[GOAL]
Extract every line in the listing below that contains the word "grass", and copy each one in full.

[STORED DATA]
____
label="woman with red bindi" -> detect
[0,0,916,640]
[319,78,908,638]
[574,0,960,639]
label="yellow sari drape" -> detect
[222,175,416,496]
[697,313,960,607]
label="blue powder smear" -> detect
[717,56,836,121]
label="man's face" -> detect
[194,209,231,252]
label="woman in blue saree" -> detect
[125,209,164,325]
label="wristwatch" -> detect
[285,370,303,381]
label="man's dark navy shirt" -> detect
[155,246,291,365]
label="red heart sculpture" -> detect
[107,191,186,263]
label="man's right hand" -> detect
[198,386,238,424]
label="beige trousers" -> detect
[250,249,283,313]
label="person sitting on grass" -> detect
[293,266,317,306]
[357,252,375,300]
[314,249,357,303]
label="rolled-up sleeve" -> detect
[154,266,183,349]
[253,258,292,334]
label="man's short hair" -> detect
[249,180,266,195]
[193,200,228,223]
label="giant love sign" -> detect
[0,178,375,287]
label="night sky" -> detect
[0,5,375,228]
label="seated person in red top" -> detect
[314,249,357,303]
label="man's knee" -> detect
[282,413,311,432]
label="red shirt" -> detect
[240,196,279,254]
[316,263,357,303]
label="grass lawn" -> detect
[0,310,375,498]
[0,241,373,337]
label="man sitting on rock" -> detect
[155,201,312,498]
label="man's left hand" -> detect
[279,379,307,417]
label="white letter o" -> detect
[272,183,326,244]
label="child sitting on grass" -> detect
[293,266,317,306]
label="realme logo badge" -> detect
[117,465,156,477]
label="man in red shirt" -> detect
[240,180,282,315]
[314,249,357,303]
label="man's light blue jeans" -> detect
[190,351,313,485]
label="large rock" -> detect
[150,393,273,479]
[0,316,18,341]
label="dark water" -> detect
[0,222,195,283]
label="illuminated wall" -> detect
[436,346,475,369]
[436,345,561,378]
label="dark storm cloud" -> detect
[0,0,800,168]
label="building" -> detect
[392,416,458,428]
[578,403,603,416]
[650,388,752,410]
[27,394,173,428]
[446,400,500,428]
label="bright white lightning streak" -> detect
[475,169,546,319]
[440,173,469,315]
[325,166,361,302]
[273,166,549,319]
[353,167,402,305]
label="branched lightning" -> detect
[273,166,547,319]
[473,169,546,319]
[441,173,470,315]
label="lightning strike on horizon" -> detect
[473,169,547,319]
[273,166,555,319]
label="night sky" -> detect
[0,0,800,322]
____
[OUTPUT OF THE TASK]
label="person sitting on grass" -> detect
label="grass lawn" -> detect
label="child sitting on grass" -> detect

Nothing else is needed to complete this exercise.